Si è appreso dai giornali e dalle televisioni nazionali del sequestro di beni pari a 30 milioni di euro appartenenti all’Associazione che fa capo ai Francescani dell’Immacolata. Questa notizia ha lasciato interdetti tanti perché ha messo in dubbio sia la povertà sia la trasparenza e l’onestà che i Frati e le Suore hanno sempre testimoniato. Quale è la verità al riguardo?

Da qualche tempo notizie e scoop sensazionalistici hanno preso di mira l’Istituto dei Francescani dell’Immacolata ed il co-Fondatore, padre Stefano Manelli, scaraventandoli ad arte e senza pietà nel tritacarne del mondo mediatico (dapprima il web, poi la stampa, ora la televisione). Vivisezionato e violato in ogni suo aspetto, anche più intimo, privato e spirituale, l’Istituto è dovuto passare attraverso le forche caudine del clamore e del linciaggio mediatico.

Dati grezzi:

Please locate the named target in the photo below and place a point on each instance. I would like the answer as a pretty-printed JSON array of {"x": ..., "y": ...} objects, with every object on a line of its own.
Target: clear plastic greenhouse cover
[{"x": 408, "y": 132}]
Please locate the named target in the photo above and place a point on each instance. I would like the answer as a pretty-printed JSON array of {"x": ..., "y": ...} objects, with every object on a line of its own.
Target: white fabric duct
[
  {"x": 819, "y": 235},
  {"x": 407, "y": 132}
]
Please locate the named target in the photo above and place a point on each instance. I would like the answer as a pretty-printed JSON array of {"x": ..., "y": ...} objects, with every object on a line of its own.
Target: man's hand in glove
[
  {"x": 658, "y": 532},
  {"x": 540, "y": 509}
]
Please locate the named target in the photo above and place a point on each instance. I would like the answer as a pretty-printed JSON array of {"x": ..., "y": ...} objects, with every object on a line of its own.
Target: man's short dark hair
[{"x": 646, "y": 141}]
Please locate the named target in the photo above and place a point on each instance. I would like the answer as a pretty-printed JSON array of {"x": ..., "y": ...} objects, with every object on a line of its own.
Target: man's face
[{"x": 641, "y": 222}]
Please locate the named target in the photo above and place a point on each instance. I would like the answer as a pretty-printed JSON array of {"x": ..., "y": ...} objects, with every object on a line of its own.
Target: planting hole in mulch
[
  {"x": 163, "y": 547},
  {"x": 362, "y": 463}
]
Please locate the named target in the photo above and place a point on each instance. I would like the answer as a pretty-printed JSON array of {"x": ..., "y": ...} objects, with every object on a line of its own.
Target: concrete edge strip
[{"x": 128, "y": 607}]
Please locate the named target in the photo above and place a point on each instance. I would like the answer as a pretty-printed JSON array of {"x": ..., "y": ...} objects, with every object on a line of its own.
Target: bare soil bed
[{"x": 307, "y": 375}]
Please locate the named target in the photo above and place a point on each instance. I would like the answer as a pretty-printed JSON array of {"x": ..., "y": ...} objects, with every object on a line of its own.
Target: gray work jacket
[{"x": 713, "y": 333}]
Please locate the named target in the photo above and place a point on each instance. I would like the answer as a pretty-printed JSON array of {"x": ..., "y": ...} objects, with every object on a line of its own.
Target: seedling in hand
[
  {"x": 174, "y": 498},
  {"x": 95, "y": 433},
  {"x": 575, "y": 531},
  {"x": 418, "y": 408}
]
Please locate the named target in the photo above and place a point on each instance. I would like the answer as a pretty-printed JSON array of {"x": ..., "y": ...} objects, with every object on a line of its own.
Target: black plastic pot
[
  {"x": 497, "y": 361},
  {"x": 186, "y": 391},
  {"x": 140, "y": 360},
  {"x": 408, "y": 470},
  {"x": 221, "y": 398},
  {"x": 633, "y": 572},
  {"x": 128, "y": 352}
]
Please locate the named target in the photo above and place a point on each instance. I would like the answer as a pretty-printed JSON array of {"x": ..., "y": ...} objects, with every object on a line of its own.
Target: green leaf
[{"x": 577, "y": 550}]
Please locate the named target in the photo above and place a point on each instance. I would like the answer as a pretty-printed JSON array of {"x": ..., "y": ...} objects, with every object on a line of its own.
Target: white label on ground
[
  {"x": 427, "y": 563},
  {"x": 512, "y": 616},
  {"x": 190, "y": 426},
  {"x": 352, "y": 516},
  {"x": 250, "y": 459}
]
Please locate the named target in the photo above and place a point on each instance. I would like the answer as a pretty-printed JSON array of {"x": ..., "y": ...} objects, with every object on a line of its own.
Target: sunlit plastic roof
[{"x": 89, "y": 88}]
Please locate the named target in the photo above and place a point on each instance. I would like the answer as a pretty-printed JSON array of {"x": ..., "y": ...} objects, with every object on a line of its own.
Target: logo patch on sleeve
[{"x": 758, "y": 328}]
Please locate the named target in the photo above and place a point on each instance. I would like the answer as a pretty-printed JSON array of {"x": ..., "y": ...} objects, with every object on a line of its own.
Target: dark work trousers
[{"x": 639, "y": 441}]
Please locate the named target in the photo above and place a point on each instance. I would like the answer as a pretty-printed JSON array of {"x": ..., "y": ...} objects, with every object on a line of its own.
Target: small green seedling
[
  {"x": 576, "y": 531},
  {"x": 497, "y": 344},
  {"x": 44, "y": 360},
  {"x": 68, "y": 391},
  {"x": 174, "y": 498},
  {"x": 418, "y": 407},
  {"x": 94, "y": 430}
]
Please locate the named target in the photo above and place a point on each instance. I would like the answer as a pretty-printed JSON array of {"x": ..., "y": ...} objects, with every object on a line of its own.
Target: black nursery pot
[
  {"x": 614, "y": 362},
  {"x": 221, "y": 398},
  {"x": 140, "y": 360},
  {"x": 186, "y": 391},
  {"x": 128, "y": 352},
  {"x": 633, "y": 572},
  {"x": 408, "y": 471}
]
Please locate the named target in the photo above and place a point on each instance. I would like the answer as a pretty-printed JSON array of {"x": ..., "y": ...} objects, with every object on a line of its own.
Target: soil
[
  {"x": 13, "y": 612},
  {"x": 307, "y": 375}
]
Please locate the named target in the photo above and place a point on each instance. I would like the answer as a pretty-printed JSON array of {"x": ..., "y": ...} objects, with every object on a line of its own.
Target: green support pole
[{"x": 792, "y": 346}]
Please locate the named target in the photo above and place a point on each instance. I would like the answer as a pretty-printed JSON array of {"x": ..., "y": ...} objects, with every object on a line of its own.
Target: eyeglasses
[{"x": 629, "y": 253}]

Compiti da svolgere:
[1] Nel brano scelto, a quanto ammonta il valore dei beni sequestrati all'Associazione che fa capo ai Francescani dell'Immacolata?
[2] Traduci in inglese questa frase del brano scelto: "Questa notizia ha lasciato interdetti tanti perché ha messo in dubbio sia la povertà sia la trasparenza e l’onestà che i Frati e le Suore hanno sempre testimoniato."
[3] Trascrivi dal brano scelto il passo che comincia con le parole "Da qualche tempo" e si ferma dopo "del linciaggio mediatico.".

Soluzioni:
[1] A 30 milioni di euro.

[2] This news left many people bewildered because it cast doubt on both the poverty and the transparency and honesty that the Friars and Sisters have always borne witness to.

[3]
Da qualche tempo notizie e scoop sensazionalistici hanno preso di mira l’Istituto dei Francescani dell’Immacolata ed il co-Fondatore, padre Stefano Manelli, scaraventandoli ad arte e senza pietà nel tritacarne del mondo mediatico (dapprima il web, poi la stampa, ora la televisione). Vivisezionato e violato in ogni suo aspetto, anche più intimo, privato e spirituale, l’Istituto è dovuto passare attraverso le forche caudine del clamore e del linciaggio mediatico.